▶ DATA PROVIDED

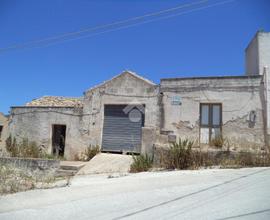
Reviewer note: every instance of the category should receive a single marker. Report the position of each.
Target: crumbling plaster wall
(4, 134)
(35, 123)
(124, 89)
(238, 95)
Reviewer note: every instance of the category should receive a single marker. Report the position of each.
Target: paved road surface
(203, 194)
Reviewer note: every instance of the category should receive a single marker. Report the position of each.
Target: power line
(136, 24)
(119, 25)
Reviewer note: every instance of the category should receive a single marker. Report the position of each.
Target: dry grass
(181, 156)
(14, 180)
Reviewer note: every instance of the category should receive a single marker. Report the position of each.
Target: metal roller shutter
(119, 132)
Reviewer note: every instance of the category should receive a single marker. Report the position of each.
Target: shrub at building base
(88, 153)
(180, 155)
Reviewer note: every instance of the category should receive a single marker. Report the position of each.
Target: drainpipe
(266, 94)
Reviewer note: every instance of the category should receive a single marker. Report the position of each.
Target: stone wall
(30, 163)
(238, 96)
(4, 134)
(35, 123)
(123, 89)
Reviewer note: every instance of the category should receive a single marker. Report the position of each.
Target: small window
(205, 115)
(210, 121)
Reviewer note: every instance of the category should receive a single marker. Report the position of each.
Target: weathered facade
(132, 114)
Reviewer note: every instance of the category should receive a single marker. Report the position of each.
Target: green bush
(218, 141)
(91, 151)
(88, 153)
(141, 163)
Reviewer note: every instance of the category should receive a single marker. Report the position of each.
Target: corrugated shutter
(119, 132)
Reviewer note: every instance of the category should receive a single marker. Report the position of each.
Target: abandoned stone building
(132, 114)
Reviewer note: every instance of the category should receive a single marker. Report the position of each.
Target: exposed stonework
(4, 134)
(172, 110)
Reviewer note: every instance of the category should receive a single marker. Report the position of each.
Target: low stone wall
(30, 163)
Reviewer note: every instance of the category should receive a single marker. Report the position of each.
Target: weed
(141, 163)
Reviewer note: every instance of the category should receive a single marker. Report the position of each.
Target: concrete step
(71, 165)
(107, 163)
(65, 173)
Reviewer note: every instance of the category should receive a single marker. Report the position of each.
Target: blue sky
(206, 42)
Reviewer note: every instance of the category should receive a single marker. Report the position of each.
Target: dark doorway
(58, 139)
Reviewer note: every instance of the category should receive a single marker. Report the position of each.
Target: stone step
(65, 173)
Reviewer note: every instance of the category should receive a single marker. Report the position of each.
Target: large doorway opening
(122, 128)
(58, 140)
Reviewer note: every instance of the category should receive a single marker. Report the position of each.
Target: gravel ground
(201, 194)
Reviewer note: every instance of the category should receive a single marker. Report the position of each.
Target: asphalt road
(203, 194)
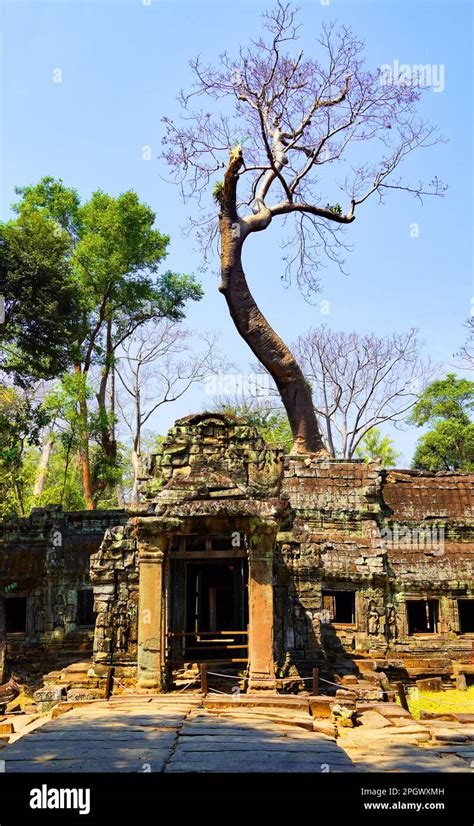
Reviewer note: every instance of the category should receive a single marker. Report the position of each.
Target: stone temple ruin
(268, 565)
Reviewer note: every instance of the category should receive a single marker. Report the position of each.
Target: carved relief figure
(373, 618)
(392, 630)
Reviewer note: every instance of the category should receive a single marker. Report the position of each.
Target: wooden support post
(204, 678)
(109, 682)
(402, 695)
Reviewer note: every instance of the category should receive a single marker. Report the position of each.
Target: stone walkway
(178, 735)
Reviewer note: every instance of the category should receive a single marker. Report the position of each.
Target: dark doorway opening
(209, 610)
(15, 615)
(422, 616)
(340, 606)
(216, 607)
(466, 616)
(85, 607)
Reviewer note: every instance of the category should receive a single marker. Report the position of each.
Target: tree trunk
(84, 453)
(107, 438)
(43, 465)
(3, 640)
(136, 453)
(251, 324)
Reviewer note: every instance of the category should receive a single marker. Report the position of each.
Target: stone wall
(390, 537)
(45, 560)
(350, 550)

▶ TASK DETAILS
Repeat the listing in full and to the letter, excluding every image.

▶ OUTPUT OF THE TASK
Reviewer note: every instance of the category should receive a single marker. Report the position of each.
Target: crumbling plaster wall
(4, 134)
(35, 123)
(124, 89)
(238, 95)
Reviewer note: every instance of the category should receive a single marker. Report the position of each.
Target: paved road surface
(203, 194)
Reviewer note: every instance of the category should receive a single marker. Report the position of each.
Target: power line
(136, 24)
(119, 25)
Reviewer note: every instance of the category should receive a single marker. Report the position of each.
Target: dry grass
(181, 156)
(14, 180)
Reviewer note: every instance of the category should receive a single marker. Report the position of each.
Target: metal roller shutter
(119, 132)
Reviewer note: every instance of the category should receive a single marker. Report the position of each.
Target: shrub at building base
(88, 153)
(180, 155)
Reviewer note: every instance of the category should receive a single marker. Report the position of each.
Target: drainpipe
(266, 94)
Reviewer note: every instance of the category should receive a single marker. Report the position of each.
Target: stone wall
(30, 163)
(238, 96)
(4, 134)
(35, 123)
(123, 89)
Reviewer note: every instance of the category should receive a single marker. Report the position of each.
Target: small window
(205, 115)
(210, 121)
Reviewer note: every instance of the category should receive a single marker. Report the position of each.
Target: weathered facade
(132, 114)
Reviewer note: every instance of the category should receive a single marker. Report the position of each.
Target: green bush
(218, 141)
(91, 151)
(88, 153)
(141, 163)
Reviewer note: every instance of the category should receive a single marker. Report the position of each.
Target: corrugated shutter
(119, 132)
Reviewer note: every instance of the category should receive a single marker. Report the position of each.
Target: abandoned stone building
(132, 114)
Reviewer note: every instance of the category should receive a single marker. Report the position of each.
Target: exposed stonework
(4, 134)
(172, 110)
Reviewer note: every instance of the category should receive a single marker. Report the position of each.
Target: low stone wall
(30, 163)
Reviewer note: every instance of the category should receive a single marker. Report the position of each.
Target: weed
(141, 163)
Reviewer note: every instance of the category should receive a single marker. Report the position of each.
Target: concrete step
(71, 165)
(107, 163)
(65, 173)
Reviewer note: every instance of the category should receive a single marker. Report the position of each.
Target: blue sky
(206, 42)
Reviewer note: every instance of the category should receive a single marker. Report the position of each.
Target: dark doorway
(58, 139)
Reviewer note: every instance of the category should receive a single marker. Report the position of each.
Target: stone step
(65, 173)
Reviewer note: every instance of the category should receive a single marker. Report the position of each.
Target: large doorway opening
(122, 128)
(58, 140)
Reviewer note: every instance of the category should receive a single marker. Report the position of each.
Target: gravel ground
(201, 194)
Reviewer note: every instance of the category should receive a single marker. Report the position of each.
Target: asphalt road
(203, 194)
Reviewer note: every instance of the category should receive a single marker. Report the position of each.
Target: stone temple ruin
(268, 565)
Reviewer note: every instance of the category should receive a single marker. Report the position of each.
Target: carved relief figure
(373, 618)
(392, 630)
Reviewer note: every instance of the category should receive a single marker. Report the position of each.
Target: wooden support post
(204, 678)
(109, 682)
(402, 695)
Reviewer note: every instance of the category should receive a single marker. Report the position of each.
Target: stone walkway
(178, 735)
Reviewer note: every instance of the category should receive a single marker. Report the position of each.
Target: dark doorway opening
(209, 610)
(15, 615)
(422, 616)
(340, 606)
(216, 607)
(466, 616)
(85, 607)
Reviewer note: every instance of the category should receive a single marker. Report the position of each.
Target: tree trunk
(84, 453)
(107, 438)
(43, 465)
(3, 640)
(136, 453)
(251, 324)
Reviewer note: every instance of the category should receive a single marker. Report the position of each.
Target: stone wall
(390, 537)
(45, 560)
(350, 550)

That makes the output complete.